RECORD LIST:
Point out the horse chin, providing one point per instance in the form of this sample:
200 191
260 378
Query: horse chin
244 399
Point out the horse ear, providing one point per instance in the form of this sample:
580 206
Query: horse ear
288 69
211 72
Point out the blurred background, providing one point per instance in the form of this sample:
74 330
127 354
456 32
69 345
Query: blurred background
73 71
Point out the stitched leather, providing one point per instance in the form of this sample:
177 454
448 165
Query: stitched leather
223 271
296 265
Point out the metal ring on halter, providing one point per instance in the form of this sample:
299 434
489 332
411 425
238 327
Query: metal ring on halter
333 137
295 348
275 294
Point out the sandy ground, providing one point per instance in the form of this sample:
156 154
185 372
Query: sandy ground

YOUR OBJECTIVE:
Write out all the records above again, requests included, and shift each answer point that follows a "Query:" line by adding 125 to both of its coordinates. Leave the sample points inside the requests as they are.

OUTPUT:
Point out the horse chin, providing one point per instance in the form of this sample:
200 191
260 378
Query: horse chin
369 524
Point out the horse ear, providing one point per instance in the form of this sample:
580 206
Query: horse ear
413 194
336 197
Point out the blurred background, providing one point per instance in the form of this sample:
74 330
127 354
456 32
69 345
Query: blurred background
198 196
Point out the stitched leather, providing one point per instance in the form of this sample:
177 454
448 165
Query: stitched leather
348 396
421 390
Point out the metal ring on halter, providing one point per instance in the form of this sample:
299 434
489 332
411 425
238 327
Query: metal ring on halter
458 262
420 473
400 419
Point out the sandy ground, providing one point per instance in the form of this sample:
156 154
185 372
Query: sandy ground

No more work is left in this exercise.